◆ Task statement
Copy out the rows below verbatim, beginning at the line that contains "Flag the pavement" and stopping after the line that contains "[[422, 342, 493, 360]]".

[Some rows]
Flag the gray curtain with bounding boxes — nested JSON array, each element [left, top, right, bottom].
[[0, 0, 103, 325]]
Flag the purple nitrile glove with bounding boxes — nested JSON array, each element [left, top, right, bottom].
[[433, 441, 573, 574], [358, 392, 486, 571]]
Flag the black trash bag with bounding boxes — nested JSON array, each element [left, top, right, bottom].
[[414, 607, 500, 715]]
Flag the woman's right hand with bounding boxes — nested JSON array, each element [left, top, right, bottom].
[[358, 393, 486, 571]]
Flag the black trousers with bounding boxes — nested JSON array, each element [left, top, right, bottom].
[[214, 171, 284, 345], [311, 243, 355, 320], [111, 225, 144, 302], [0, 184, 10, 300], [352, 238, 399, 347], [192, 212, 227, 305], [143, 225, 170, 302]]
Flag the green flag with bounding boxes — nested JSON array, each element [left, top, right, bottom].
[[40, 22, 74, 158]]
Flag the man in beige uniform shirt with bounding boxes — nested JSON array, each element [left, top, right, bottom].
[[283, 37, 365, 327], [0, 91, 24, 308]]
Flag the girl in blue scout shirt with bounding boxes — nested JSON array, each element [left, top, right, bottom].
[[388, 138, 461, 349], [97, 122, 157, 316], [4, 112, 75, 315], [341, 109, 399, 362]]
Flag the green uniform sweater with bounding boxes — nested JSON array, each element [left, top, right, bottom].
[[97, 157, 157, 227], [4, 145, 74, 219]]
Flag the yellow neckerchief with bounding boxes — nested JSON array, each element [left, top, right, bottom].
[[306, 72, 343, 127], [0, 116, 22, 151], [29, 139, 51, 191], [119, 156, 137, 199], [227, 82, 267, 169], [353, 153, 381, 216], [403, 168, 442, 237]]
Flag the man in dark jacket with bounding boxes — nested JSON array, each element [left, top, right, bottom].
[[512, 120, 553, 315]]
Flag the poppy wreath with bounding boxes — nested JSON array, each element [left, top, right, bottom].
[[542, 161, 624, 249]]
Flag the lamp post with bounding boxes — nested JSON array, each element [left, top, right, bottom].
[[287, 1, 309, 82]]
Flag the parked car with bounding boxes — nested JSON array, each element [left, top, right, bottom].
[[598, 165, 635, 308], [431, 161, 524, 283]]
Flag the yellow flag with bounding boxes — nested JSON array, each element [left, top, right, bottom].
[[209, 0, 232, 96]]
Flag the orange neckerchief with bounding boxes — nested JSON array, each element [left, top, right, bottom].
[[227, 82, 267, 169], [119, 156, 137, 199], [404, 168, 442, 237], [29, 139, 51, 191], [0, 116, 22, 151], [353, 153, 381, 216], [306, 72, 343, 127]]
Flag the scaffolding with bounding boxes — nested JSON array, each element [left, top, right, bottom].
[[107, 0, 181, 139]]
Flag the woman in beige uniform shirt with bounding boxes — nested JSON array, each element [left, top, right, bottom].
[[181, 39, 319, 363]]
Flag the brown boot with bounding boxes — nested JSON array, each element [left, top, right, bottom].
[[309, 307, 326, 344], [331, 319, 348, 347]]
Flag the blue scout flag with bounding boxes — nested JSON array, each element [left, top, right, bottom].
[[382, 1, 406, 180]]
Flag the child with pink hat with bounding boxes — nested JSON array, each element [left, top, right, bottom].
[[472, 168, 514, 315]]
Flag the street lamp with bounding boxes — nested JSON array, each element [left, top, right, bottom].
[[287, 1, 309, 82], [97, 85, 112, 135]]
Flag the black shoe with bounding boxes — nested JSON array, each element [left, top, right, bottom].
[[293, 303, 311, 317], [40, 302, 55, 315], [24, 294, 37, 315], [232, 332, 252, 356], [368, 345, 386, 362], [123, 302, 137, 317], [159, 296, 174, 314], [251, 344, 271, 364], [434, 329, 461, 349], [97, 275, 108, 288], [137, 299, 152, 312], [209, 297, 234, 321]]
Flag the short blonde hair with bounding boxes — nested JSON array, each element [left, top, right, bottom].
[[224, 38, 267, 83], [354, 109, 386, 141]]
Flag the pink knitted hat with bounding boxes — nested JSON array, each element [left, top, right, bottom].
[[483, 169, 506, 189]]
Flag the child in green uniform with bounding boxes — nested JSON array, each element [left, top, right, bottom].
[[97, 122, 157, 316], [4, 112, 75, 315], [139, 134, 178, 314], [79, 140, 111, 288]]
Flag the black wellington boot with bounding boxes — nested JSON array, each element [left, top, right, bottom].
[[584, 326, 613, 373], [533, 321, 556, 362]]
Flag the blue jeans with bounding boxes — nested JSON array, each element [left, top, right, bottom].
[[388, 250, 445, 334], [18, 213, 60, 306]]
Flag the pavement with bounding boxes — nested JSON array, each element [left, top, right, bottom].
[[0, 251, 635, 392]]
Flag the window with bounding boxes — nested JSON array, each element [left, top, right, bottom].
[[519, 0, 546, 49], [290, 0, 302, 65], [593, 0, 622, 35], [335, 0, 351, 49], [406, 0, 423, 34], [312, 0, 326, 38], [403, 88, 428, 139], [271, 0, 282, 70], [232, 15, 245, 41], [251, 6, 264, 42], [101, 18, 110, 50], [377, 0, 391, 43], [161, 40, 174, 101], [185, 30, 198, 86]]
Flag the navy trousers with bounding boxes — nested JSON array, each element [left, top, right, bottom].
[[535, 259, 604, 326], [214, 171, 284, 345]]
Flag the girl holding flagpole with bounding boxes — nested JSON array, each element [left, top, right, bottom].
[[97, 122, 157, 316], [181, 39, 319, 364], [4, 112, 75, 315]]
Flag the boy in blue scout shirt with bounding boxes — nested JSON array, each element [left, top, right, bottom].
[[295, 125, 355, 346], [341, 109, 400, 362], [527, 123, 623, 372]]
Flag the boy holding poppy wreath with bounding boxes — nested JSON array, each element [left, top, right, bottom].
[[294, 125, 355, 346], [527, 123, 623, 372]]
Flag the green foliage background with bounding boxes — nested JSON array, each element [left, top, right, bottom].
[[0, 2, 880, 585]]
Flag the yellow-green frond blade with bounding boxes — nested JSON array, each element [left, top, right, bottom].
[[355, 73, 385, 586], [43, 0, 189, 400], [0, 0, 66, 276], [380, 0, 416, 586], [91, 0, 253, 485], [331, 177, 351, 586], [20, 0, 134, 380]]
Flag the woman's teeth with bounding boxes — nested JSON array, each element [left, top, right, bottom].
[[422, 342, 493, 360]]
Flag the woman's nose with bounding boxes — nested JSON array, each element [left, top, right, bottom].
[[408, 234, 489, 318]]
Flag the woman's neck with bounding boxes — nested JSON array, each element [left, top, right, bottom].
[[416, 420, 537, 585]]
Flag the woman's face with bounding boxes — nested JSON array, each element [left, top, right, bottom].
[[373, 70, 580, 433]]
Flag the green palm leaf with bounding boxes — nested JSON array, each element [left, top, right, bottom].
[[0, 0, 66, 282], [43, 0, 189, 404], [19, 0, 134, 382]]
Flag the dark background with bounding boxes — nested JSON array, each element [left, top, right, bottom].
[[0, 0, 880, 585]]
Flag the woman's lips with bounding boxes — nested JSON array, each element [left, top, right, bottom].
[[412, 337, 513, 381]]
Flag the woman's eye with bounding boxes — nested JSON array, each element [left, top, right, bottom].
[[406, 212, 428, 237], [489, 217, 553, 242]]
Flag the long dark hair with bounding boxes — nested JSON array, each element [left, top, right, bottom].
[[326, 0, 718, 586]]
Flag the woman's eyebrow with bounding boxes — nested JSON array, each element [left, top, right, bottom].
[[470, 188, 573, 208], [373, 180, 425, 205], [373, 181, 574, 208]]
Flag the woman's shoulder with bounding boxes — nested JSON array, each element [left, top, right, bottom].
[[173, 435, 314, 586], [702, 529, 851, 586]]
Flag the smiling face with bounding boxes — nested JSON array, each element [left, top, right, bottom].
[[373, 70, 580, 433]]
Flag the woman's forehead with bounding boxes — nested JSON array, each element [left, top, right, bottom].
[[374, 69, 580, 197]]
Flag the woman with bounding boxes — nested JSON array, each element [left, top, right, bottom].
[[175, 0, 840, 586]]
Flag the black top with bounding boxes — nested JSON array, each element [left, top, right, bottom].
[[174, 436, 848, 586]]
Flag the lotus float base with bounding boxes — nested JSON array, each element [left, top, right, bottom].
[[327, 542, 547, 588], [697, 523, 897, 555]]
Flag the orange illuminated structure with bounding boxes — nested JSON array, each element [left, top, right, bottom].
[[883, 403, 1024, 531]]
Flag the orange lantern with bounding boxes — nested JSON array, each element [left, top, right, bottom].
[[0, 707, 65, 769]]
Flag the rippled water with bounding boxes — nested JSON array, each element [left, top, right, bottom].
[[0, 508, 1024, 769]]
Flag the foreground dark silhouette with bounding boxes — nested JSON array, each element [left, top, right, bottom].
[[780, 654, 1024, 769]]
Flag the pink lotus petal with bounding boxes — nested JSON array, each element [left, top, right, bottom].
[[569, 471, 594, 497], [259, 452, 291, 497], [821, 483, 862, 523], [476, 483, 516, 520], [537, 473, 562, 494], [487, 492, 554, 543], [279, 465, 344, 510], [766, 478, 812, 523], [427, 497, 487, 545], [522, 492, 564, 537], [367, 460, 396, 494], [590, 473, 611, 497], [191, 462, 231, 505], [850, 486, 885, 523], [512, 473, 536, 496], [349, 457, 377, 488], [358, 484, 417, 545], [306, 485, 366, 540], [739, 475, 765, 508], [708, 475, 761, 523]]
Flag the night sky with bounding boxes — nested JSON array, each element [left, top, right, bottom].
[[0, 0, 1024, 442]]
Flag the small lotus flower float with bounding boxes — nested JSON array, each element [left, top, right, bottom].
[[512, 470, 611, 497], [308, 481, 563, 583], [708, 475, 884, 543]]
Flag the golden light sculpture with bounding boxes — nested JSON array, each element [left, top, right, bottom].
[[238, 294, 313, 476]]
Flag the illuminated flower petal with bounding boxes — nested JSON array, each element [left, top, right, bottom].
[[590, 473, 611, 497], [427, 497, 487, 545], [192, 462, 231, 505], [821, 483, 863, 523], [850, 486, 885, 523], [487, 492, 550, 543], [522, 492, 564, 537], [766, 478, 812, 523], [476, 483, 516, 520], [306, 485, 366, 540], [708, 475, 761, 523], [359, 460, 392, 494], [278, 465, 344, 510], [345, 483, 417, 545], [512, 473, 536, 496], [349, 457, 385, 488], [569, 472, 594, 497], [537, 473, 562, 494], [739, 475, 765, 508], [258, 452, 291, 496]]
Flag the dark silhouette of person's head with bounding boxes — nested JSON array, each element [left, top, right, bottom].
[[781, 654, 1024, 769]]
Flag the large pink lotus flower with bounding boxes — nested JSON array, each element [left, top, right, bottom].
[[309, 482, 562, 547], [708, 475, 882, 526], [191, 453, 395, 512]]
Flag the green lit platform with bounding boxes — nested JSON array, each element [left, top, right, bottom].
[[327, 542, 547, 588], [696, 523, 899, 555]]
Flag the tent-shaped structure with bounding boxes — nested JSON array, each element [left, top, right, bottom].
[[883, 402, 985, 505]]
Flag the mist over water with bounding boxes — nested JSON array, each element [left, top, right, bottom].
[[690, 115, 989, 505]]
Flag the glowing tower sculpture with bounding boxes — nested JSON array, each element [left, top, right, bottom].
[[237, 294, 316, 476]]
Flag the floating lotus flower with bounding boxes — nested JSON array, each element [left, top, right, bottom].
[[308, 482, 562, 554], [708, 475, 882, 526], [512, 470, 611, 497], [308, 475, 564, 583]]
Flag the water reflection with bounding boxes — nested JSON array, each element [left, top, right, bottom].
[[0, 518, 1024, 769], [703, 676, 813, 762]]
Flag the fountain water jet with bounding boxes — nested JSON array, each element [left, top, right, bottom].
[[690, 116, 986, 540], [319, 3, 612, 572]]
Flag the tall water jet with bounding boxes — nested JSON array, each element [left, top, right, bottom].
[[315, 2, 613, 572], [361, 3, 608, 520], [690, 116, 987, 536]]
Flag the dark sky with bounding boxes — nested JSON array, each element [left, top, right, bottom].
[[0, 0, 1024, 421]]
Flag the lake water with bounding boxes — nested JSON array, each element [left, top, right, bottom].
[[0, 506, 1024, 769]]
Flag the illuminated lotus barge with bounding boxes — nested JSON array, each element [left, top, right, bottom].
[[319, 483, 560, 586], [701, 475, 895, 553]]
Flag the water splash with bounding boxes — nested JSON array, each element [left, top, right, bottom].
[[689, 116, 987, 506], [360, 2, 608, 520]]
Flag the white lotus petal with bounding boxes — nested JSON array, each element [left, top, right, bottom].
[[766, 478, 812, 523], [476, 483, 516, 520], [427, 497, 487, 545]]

◆ Finished exercise
Flag the pavement with bounding boxes — nested JSON array, each element [left, top, right, bottom].
[[0, 251, 635, 392]]
Flag the window with bounding boxes — nested JSON array, each element [left, top, right, bottom].
[[519, 0, 546, 49], [290, 0, 302, 65], [593, 0, 622, 35], [335, 0, 351, 49], [406, 0, 423, 34], [312, 0, 326, 38], [403, 88, 428, 139], [271, 0, 282, 70], [232, 15, 245, 41], [251, 6, 264, 42], [101, 18, 110, 50], [377, 0, 391, 43], [161, 40, 174, 101], [185, 30, 198, 86]]
Flag the navy trousers with bounding boxes — nested JSON array, each element [left, top, right, bottom].
[[535, 259, 604, 326], [214, 171, 284, 345]]
Flag the girl holding flagpole with bounding boxes — nested JSON array, each element [left, top, right, bottom].
[[97, 122, 157, 316], [181, 39, 319, 364], [4, 112, 75, 315]]
Flag the boy in blue scout shirt with bounding boxes — nested JSON array, each element [left, top, right, bottom].
[[295, 125, 355, 346], [341, 109, 400, 362], [527, 123, 623, 372]]
Flag the boy holding poppy wreath with bounding boxes — nested JSON array, each element [left, top, right, bottom].
[[294, 125, 355, 346], [527, 123, 623, 372]]
Flag the green foliage background with bounding boxes — nested JSON array, each element [left, top, right, bottom].
[[0, 2, 880, 585]]
Flag the yellow-green frond blade with bounding boxes — nested JSON array, each element [left, top, right, bottom].
[[355, 73, 385, 586], [43, 0, 189, 400], [0, 0, 66, 276], [380, 0, 416, 586], [91, 0, 253, 485], [331, 177, 351, 586], [20, 0, 134, 380]]
Flag the woman's teeth with bounding boxes — nested JSON array, each element [left, top, right, bottom].
[[422, 342, 493, 360]]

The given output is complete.